- _TRY IT_
Output every line from the beginning of the records through the line that contains "box: [883, 1121, 1068, 1198]", exactly as it appears.

- _SOURCE RECORDS_
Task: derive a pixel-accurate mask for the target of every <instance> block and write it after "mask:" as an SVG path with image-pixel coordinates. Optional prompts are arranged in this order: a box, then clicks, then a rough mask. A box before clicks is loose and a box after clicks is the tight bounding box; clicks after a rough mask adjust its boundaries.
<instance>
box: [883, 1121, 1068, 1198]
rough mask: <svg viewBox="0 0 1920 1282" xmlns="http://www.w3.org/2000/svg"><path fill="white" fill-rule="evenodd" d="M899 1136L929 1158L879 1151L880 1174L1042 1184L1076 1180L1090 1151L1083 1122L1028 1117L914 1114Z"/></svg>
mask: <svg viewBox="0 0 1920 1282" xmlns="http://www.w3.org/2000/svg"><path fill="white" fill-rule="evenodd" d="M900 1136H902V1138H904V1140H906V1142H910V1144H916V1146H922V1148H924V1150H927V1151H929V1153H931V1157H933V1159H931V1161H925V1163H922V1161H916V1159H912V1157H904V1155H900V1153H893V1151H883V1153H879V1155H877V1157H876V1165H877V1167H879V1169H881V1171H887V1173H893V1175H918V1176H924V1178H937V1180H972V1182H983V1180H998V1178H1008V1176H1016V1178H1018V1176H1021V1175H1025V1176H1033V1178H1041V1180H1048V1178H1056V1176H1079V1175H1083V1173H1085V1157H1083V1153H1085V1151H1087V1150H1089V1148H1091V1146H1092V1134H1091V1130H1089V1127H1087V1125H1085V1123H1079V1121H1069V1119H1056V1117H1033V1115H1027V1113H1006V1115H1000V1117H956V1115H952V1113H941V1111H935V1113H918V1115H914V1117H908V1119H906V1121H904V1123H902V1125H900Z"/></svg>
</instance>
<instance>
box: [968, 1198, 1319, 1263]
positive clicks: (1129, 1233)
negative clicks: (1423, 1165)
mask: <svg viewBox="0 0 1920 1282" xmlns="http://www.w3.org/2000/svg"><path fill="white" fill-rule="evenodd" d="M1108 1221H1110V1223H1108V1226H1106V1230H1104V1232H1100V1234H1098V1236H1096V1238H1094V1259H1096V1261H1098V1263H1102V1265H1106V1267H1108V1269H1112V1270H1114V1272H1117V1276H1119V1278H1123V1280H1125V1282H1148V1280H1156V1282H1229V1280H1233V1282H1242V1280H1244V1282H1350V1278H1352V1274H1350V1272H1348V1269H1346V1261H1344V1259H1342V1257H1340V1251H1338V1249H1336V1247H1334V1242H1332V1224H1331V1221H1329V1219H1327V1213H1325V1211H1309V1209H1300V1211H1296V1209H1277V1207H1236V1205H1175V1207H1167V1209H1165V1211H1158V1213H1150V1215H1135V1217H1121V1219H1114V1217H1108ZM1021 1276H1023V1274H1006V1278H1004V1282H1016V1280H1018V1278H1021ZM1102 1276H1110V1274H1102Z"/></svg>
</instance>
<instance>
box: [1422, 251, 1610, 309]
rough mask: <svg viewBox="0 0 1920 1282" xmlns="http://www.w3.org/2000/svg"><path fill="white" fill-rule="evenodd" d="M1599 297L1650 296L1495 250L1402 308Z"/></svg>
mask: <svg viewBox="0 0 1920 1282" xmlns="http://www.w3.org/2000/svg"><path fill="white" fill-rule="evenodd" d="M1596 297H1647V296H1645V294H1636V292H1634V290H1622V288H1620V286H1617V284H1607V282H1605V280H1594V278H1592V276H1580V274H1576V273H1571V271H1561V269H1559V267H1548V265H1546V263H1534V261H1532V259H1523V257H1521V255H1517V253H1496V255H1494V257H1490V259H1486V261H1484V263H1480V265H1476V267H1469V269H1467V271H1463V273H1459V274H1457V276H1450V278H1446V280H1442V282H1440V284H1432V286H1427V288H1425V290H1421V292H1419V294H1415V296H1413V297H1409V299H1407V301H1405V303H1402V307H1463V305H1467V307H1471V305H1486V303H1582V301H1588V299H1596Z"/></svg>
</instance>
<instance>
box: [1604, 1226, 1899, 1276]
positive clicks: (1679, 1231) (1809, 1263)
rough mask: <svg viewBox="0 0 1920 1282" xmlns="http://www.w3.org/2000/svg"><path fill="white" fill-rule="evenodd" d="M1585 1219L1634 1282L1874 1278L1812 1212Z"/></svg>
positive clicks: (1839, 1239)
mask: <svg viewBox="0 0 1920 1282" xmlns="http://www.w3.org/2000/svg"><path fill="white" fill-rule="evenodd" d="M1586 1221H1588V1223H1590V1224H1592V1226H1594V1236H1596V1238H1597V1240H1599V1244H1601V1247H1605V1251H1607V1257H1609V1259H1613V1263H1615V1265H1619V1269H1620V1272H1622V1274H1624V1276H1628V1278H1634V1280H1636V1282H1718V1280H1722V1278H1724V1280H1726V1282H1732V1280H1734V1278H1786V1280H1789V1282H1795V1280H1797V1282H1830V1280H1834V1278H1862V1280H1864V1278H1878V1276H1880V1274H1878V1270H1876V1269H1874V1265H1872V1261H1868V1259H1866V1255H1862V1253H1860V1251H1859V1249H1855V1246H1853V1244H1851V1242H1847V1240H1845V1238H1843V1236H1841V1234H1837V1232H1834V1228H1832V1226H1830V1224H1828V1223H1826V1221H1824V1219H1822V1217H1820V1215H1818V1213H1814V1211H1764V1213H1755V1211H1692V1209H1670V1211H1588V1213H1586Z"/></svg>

- _EXERCISE ANSWER_
Task: derive a pixel-accurate mask for the target of every <instance> block and write it after "mask:" as an SVG path with image-pixel coordinates. Optional prompts are arranged in this order: a box, then clicks, then a rough mask. A box before clicks is loose and a box after clicks is the tight bounding box; clicks after a rough mask adjust its boundaries.
<instance>
box: [883, 1121, 1068, 1198]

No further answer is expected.